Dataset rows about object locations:
-- Begin --

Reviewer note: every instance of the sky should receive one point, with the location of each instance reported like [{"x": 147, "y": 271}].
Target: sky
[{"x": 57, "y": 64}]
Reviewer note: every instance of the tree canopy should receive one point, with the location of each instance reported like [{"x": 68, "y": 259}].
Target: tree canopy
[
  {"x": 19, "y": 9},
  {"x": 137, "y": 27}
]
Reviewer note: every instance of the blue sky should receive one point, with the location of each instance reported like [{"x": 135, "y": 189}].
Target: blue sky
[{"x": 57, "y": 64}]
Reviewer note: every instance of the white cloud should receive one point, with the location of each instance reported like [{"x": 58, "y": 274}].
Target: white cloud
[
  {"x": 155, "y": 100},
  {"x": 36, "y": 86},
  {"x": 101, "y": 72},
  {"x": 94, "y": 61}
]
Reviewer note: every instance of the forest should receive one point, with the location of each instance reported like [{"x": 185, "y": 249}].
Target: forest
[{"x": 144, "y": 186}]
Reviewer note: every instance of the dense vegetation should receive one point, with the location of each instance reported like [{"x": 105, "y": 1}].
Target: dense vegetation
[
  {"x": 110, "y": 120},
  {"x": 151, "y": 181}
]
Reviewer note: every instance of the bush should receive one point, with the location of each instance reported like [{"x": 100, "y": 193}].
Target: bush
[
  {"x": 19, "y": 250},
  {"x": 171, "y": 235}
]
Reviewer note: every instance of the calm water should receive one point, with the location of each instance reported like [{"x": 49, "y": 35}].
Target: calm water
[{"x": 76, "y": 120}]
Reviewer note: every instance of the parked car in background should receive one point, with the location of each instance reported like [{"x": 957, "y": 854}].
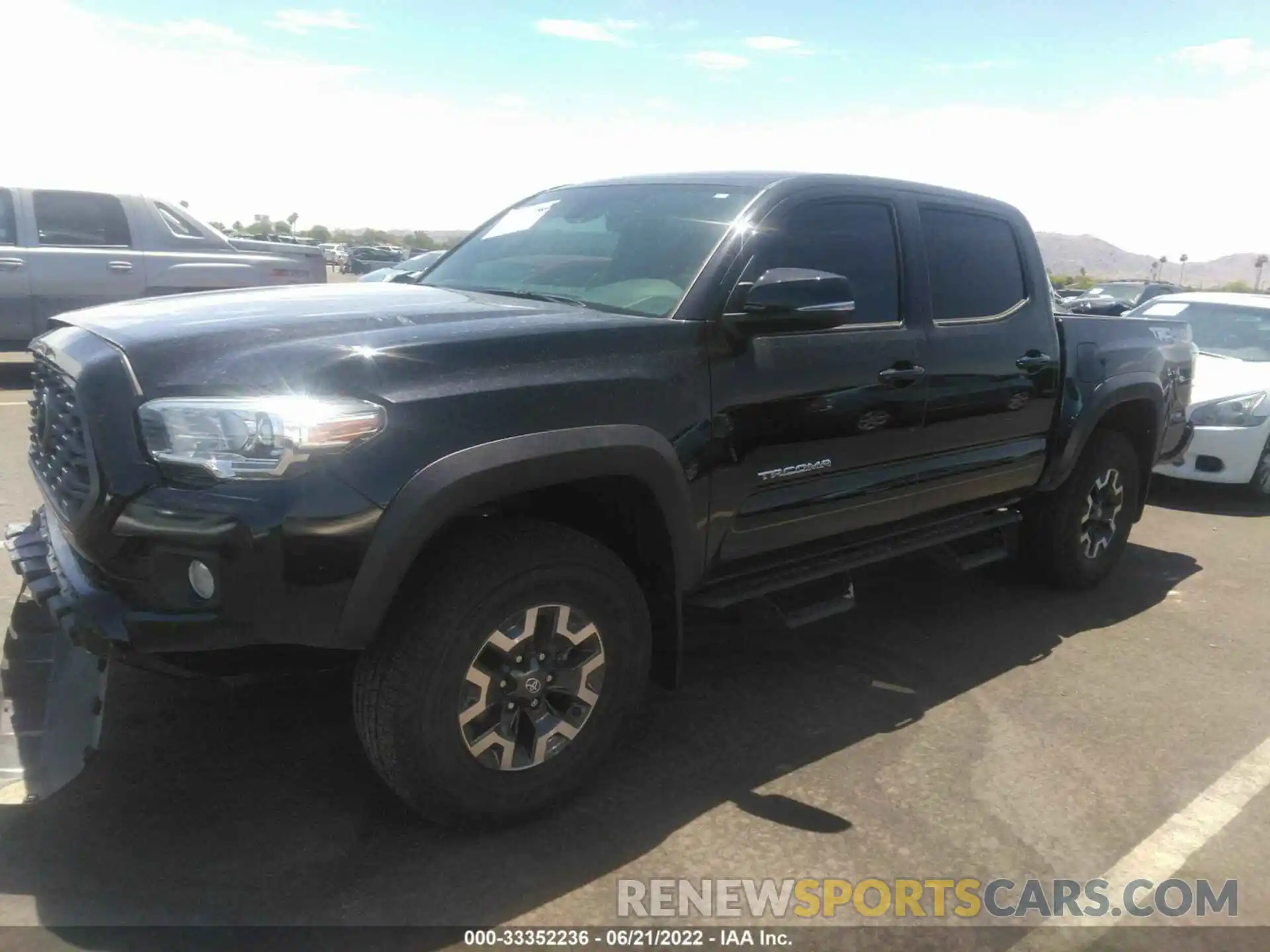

-- End --

Can you reproduce every one of these rows word for word, leaving out the pictures?

TASK OUTPUT:
Reviewer note: every instance of the sky should receive one point, with the location of each instance reported like [{"x": 147, "y": 271}].
Target: sky
[{"x": 57, "y": 64}]
Reviewer note: every instance of the tree canopy should receive one point, with the location of each instance reported like [{"x": 68, "y": 259}].
Target: tree canopy
[
  {"x": 19, "y": 9},
  {"x": 137, "y": 27}
]
Reviewer note: every instance of the blue sky should receive one point, with the location of each instance reported like [{"x": 135, "y": 189}].
Target: blue sky
[{"x": 57, "y": 64}]
Reviewer note: every instance of the white cloud should receive one point, with the location of each instance reported like [{"x": 58, "y": 274}].
Target: white cloud
[
  {"x": 155, "y": 100},
  {"x": 36, "y": 86},
  {"x": 101, "y": 72},
  {"x": 94, "y": 61}
]
Reviewer note: every instance of the forest should receive one point, with the location of each instance reported like [{"x": 185, "y": 249}].
Target: forest
[{"x": 144, "y": 186}]
Reviewer note: every instance of the dense vegetation should receive one point, with the location of each instance reported like [{"x": 105, "y": 1}].
Target: dense vegetation
[
  {"x": 110, "y": 120},
  {"x": 151, "y": 181}
]
Reviewer note: every instance of the bush should receive one point, with the location of each instance reported like [{"x": 100, "y": 193}].
Target: bush
[
  {"x": 19, "y": 250},
  {"x": 171, "y": 235}
]
Reviewer note: every instance of the calm water should receive one point, with the location of each instance reported like [{"x": 49, "y": 35}].
Target: calm water
[{"x": 76, "y": 120}]
Reviewer note: every instance of the parked car in background should receive one point, with the location of each instance reported like [{"x": 957, "y": 854}].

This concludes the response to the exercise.